**Task details**. Only the lines from the start of the entries through the line with "box: [96, 320, 193, 485]" are wanted; please output them exactly.

[[ Supplied records open ]]

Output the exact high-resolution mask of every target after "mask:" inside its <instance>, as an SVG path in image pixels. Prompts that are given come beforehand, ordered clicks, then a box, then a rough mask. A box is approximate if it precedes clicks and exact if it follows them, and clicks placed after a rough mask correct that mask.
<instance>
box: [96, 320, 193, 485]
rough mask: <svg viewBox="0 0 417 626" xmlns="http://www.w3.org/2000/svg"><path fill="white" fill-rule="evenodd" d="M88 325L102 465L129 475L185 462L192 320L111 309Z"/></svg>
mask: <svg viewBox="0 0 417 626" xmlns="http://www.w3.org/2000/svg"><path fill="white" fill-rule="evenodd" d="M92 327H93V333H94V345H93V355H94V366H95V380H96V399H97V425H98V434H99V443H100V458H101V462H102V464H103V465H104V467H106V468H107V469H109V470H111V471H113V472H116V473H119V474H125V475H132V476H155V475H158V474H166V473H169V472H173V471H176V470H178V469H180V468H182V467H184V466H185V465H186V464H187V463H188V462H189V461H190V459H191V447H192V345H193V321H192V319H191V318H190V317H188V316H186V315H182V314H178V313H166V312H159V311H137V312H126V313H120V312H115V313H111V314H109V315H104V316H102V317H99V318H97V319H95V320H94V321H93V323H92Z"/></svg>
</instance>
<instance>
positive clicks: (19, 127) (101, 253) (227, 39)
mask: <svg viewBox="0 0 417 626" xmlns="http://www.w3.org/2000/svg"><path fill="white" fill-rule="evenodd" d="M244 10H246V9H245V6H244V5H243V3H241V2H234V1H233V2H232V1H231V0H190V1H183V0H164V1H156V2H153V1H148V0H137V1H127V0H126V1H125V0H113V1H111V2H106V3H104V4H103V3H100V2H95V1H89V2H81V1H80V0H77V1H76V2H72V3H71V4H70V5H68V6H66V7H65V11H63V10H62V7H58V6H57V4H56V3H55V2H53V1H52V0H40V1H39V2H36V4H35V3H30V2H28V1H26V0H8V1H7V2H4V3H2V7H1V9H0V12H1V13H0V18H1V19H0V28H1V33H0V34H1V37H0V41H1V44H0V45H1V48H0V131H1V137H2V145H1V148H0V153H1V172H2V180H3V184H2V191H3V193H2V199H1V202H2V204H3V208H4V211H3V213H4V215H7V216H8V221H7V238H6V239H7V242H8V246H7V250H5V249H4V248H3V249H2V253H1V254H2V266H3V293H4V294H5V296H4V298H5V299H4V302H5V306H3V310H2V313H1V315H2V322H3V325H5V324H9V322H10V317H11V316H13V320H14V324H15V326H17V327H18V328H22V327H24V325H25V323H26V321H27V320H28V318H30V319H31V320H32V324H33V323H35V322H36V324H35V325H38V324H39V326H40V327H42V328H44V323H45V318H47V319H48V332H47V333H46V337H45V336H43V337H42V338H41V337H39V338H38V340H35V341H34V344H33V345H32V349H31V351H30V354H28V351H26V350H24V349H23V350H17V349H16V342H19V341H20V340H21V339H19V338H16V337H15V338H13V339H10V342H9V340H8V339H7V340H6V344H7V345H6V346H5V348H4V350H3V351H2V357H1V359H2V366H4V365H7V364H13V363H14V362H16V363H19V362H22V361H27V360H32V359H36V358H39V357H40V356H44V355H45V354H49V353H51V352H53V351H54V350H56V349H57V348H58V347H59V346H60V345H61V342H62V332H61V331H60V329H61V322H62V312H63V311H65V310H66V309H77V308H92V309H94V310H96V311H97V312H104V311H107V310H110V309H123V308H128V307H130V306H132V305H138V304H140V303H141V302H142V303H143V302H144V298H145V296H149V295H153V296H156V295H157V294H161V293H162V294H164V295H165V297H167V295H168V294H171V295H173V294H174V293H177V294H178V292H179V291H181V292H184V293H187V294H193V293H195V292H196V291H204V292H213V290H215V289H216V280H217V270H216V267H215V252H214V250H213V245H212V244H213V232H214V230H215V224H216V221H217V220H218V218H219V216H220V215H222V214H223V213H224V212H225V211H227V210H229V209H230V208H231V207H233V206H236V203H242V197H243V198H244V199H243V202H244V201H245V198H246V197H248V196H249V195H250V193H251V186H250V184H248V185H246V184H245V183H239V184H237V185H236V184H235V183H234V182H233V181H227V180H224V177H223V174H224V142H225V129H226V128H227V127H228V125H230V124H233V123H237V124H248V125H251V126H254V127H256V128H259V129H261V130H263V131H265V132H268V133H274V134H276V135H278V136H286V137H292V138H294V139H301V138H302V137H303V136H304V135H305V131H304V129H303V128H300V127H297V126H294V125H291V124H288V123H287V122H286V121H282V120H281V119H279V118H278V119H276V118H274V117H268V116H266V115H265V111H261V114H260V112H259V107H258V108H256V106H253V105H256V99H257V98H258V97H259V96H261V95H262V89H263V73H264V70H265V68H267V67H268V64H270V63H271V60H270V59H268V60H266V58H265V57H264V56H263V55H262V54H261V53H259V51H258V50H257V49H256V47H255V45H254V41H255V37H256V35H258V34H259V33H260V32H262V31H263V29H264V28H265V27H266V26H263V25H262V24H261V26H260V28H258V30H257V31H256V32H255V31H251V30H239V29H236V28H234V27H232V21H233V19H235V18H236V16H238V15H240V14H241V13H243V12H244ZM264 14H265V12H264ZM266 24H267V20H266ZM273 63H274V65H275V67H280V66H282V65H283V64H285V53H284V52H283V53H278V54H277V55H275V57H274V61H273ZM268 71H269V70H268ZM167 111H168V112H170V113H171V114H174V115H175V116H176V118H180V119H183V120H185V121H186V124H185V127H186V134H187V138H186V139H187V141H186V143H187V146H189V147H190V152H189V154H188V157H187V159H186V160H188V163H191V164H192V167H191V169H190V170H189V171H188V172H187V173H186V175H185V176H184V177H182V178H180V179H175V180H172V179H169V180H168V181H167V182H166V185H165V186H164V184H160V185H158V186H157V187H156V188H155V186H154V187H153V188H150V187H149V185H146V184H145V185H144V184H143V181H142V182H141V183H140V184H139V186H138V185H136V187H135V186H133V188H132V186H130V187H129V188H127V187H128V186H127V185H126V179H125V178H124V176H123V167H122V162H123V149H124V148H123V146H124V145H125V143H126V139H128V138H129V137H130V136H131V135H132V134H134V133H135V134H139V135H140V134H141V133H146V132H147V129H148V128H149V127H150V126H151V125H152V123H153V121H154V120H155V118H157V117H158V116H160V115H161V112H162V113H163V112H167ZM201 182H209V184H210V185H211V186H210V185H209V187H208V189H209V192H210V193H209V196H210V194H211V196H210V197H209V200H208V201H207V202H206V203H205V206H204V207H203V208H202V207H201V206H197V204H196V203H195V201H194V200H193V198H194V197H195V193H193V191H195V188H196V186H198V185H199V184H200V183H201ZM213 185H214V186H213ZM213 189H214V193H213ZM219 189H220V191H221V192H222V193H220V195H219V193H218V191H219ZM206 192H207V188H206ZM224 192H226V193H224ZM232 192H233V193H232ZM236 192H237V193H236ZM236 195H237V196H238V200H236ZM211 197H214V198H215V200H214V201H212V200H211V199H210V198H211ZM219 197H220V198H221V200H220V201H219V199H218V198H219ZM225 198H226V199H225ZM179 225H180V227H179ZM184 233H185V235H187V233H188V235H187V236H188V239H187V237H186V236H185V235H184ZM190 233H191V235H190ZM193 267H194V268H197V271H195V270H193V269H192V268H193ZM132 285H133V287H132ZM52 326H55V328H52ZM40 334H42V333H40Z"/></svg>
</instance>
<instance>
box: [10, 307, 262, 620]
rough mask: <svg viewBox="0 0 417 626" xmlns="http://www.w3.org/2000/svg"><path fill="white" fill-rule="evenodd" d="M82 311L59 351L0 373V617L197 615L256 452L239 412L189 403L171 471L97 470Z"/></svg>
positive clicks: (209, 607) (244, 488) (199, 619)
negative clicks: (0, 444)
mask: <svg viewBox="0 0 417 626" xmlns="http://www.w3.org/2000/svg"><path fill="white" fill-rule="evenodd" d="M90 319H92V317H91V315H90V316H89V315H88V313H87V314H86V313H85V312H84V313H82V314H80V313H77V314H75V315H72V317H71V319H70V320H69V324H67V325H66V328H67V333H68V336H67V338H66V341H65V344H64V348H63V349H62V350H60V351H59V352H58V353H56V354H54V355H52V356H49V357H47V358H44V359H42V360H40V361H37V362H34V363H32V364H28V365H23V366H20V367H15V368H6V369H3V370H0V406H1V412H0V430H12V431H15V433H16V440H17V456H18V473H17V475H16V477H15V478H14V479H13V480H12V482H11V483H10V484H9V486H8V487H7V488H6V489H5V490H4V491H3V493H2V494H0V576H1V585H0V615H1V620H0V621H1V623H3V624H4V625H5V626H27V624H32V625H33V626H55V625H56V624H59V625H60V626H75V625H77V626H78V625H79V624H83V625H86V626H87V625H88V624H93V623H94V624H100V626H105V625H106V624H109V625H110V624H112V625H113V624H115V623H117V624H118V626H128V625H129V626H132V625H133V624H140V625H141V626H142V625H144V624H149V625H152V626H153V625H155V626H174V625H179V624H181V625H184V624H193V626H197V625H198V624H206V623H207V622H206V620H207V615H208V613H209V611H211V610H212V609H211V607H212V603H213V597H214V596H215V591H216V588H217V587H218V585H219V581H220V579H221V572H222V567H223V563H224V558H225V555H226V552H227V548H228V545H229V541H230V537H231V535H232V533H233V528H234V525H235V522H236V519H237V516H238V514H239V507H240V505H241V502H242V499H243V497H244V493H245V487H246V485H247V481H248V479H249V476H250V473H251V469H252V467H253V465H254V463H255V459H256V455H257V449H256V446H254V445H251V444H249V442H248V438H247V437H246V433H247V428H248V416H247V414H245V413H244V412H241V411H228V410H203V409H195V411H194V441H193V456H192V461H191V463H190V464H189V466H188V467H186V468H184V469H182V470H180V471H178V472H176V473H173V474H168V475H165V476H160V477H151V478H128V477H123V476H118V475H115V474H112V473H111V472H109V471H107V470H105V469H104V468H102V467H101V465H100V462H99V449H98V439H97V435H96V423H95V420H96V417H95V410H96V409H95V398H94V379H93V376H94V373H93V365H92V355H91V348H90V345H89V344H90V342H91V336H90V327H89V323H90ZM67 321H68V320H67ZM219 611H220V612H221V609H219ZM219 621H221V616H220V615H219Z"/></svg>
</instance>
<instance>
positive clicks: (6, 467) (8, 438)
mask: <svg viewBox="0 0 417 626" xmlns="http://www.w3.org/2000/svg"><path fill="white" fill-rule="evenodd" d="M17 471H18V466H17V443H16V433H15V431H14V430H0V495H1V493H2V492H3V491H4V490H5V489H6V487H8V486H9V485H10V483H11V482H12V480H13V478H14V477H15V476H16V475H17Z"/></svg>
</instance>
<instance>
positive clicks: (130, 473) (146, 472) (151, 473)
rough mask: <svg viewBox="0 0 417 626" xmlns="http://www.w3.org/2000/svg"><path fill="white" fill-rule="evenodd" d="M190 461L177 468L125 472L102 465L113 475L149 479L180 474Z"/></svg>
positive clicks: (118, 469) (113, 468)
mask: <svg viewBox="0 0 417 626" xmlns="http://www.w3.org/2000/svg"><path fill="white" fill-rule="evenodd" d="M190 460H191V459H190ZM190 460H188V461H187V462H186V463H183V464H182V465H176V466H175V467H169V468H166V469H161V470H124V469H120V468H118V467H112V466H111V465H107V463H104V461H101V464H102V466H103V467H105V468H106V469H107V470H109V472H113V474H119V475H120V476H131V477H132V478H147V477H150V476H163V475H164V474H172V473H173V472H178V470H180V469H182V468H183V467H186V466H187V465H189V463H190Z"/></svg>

[[ Supplied records closed ]]

**The completed task**.
Output the exact high-resolution mask of every target after "mask:" inside its <instance>, as an SVG path in image pixels. Prompts that are given come beforehand, ordered clicks, then a box, then a rough mask. A box is approximate if it precedes clicks and exact if it follows them, and clicks placed after a rough mask correct that mask.
<instance>
box: [96, 320, 193, 485]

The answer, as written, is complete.